>> BEGIN Record extracts
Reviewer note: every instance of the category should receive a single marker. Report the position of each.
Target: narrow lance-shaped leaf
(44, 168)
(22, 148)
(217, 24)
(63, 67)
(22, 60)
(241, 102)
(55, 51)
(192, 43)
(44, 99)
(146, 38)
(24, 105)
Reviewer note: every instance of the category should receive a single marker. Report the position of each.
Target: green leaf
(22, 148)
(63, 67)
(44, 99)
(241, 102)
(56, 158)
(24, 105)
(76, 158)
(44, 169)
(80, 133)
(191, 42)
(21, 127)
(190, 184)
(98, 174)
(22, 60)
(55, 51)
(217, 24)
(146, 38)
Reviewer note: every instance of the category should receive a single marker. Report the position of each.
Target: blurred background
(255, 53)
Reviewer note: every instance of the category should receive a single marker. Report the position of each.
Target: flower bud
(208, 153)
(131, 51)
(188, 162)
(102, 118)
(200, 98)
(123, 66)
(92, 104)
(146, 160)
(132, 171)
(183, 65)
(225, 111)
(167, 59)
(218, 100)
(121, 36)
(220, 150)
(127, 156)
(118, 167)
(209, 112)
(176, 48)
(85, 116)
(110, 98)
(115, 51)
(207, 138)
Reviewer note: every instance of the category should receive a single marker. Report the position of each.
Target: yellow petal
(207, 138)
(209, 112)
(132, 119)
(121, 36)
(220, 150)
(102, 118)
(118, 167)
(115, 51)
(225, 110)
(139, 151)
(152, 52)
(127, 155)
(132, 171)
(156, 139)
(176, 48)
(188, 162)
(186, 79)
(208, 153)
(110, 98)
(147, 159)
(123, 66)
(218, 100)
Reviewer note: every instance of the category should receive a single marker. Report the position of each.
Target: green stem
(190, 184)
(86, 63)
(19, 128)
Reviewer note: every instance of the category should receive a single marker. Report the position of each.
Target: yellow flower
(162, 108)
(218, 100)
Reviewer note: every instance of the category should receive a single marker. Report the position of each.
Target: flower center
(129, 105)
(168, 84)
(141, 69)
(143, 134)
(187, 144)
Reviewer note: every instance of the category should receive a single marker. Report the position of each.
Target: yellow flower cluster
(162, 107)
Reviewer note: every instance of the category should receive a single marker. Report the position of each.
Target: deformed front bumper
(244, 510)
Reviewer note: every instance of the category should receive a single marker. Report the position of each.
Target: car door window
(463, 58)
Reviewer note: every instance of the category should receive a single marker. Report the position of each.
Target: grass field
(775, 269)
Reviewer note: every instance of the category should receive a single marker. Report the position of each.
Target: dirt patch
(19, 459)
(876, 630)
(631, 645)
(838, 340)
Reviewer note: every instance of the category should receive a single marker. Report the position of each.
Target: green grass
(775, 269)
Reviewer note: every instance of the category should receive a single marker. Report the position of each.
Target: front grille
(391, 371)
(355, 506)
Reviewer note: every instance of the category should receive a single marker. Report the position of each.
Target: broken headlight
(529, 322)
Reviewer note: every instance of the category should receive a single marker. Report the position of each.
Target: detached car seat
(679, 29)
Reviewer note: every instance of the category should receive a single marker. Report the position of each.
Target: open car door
>> END Record extracts
> _Exercise directions_
From the rows above, keep every line that contains the word "front", matching uppercase and lowercase exactly, and list those lines.

> _Exercise response_
Target: deformed front bumper
Target: front grille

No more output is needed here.